TASK DIRECTIONS:
Give again only what runs from the line with "Reviewer note: check that each instance of the mountain" to the final line of the entries below, exactly as written and without pictures.

ROWS:
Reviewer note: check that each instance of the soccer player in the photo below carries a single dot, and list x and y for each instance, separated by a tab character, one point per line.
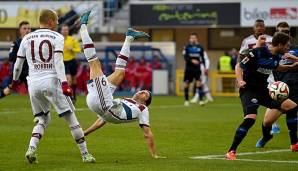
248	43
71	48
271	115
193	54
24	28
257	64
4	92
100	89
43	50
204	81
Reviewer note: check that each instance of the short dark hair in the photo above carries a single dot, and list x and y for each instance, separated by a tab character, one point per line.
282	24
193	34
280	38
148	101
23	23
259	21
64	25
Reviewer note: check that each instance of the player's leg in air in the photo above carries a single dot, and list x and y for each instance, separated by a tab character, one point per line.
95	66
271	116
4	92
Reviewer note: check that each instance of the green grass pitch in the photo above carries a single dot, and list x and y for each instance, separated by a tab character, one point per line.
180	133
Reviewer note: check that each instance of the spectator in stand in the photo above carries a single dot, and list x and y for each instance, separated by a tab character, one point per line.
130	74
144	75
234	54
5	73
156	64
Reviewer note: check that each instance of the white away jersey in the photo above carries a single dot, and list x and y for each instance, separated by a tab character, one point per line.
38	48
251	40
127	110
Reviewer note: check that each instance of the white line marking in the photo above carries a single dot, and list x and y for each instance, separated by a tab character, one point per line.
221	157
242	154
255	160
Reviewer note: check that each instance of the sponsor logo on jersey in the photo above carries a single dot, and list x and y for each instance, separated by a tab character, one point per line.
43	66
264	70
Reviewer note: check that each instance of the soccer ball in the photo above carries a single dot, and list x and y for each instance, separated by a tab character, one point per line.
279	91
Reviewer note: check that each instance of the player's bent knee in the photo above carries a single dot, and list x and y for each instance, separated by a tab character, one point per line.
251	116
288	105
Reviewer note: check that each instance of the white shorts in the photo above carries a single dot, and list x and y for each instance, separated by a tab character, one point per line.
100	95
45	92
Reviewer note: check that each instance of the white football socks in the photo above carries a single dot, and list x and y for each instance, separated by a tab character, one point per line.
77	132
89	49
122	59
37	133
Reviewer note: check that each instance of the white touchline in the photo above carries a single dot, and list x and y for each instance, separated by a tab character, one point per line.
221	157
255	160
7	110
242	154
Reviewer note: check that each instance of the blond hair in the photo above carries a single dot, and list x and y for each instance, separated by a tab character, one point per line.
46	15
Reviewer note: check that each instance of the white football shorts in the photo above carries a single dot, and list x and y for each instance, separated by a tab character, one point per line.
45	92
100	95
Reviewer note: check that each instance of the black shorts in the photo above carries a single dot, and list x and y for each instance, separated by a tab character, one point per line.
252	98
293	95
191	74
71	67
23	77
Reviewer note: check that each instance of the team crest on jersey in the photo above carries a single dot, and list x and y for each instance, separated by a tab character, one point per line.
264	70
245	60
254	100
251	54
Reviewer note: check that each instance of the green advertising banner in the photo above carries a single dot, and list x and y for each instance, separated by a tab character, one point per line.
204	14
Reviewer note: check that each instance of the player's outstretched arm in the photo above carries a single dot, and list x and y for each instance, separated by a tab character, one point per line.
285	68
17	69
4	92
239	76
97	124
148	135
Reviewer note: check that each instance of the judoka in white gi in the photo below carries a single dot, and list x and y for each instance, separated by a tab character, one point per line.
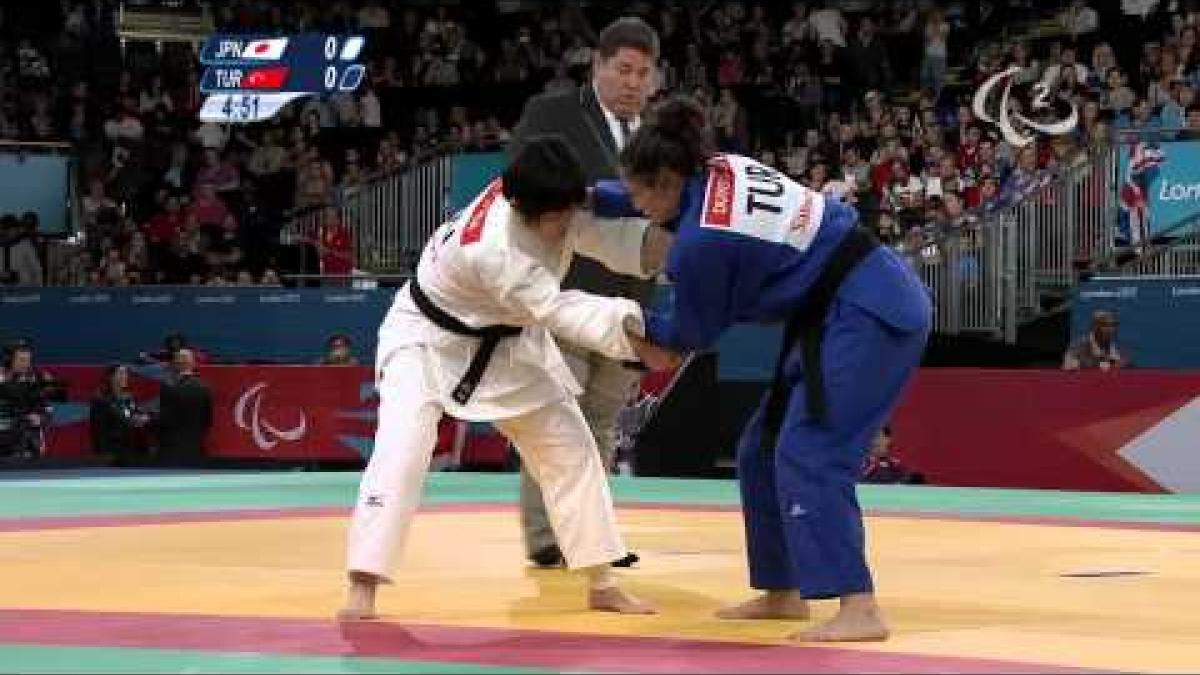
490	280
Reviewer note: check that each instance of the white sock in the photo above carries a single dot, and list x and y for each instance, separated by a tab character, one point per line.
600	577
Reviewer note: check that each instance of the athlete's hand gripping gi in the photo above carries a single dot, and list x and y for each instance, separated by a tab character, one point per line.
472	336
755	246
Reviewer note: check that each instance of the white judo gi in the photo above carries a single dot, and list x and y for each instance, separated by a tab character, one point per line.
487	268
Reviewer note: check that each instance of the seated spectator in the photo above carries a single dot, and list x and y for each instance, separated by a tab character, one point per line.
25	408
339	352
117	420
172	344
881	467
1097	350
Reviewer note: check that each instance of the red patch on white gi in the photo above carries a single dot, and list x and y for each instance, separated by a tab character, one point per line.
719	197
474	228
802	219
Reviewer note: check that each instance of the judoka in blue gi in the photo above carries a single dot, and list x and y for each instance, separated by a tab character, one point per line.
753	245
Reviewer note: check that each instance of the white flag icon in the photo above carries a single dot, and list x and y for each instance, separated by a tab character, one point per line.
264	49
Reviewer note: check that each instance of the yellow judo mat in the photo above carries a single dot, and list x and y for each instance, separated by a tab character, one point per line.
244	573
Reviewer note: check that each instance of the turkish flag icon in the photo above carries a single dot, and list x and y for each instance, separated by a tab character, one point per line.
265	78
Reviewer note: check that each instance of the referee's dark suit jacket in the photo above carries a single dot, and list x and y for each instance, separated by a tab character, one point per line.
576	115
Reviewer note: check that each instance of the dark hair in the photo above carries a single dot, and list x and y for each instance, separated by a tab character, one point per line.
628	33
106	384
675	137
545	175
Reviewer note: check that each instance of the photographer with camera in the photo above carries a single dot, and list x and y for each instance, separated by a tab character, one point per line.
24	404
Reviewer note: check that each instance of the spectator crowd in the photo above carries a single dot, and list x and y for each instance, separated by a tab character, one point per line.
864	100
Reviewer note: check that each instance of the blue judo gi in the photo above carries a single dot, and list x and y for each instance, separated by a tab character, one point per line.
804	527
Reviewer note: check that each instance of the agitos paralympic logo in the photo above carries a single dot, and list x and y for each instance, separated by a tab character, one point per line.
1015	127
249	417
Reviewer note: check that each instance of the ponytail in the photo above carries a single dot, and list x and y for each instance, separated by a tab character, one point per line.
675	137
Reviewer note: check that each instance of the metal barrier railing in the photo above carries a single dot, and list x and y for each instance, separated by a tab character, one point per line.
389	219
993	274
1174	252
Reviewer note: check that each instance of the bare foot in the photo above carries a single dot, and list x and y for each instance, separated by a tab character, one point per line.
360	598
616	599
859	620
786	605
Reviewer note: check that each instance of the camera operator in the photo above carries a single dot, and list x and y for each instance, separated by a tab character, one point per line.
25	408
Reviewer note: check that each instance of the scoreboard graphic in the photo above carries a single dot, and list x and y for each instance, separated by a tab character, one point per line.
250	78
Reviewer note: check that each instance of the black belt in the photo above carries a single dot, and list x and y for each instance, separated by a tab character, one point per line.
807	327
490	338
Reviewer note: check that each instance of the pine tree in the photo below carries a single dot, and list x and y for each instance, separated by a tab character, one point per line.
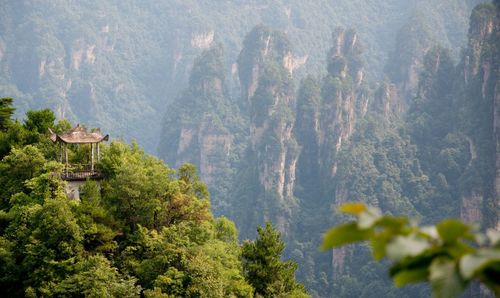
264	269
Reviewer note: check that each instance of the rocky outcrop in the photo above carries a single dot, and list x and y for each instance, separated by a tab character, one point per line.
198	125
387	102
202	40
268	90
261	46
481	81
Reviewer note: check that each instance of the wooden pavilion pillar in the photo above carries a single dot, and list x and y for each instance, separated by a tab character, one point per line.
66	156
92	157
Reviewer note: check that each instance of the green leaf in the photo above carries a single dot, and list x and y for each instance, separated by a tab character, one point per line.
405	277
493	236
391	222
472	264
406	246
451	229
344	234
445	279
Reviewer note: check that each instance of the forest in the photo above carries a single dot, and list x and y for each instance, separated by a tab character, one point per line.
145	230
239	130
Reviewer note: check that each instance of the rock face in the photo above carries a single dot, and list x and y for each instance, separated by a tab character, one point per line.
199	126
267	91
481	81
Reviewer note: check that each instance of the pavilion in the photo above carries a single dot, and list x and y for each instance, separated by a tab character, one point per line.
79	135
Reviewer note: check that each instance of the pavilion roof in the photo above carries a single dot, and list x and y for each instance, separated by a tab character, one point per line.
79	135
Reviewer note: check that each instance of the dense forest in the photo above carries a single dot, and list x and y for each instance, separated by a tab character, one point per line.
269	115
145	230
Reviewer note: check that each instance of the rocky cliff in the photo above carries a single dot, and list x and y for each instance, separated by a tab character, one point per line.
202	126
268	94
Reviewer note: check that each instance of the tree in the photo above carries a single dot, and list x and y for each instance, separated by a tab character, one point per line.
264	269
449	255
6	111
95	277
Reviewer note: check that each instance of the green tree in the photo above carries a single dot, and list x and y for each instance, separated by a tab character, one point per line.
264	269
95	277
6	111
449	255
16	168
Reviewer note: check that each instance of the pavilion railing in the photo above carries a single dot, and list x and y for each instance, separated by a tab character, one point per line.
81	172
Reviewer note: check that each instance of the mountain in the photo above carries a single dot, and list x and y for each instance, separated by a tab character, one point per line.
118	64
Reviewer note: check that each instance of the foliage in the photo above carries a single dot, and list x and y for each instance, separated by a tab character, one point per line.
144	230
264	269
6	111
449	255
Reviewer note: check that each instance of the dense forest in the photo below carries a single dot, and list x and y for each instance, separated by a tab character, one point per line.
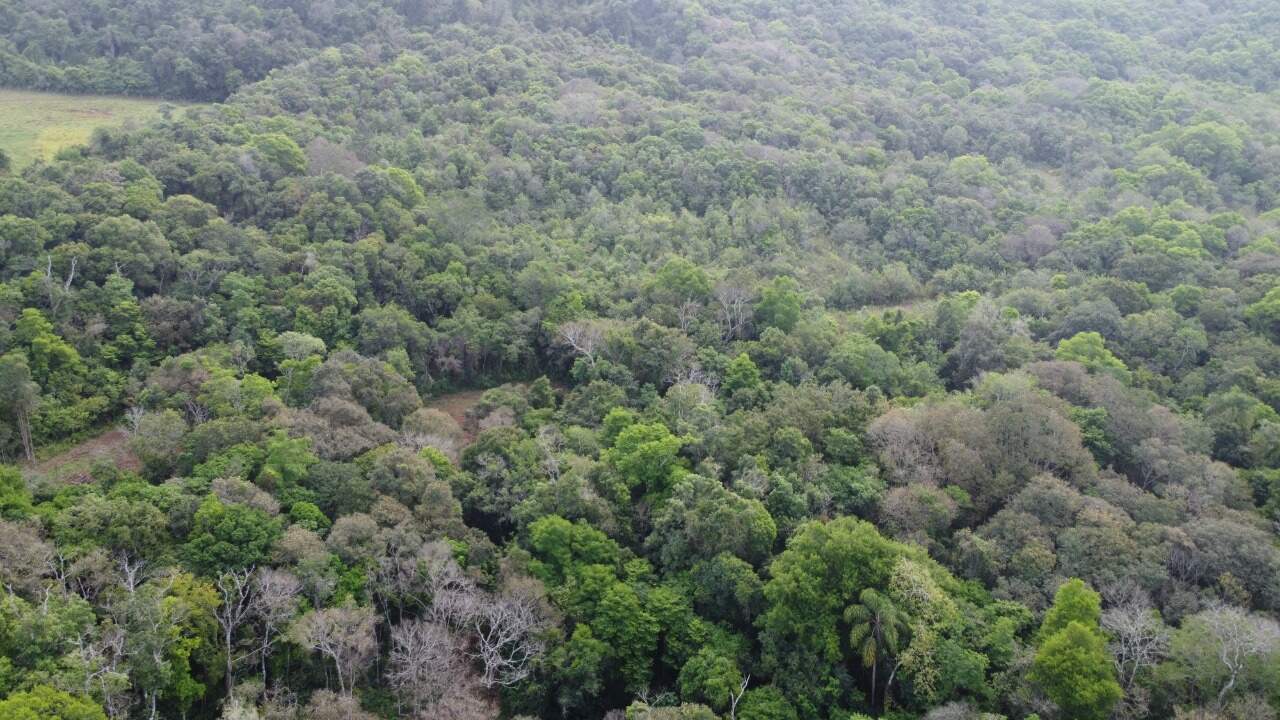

WORKED ANSWER:
Reviewer note: check that each instance of the mountain in the photo above carries a single dot, and list x and y for each instance, separated by a tab character, one point per line.
118	64
Reviewer note: check that each instance of the foliage in the photo above carries a single dot, and list x and y for each instance, separated by a tab character, one point per line.
144	230
264	269
6	111
449	255
Reviewer note: check that each instance of the dense forest in the photo below carries a single dot, and list x and y for each instance, separated by a tab character, one point per line.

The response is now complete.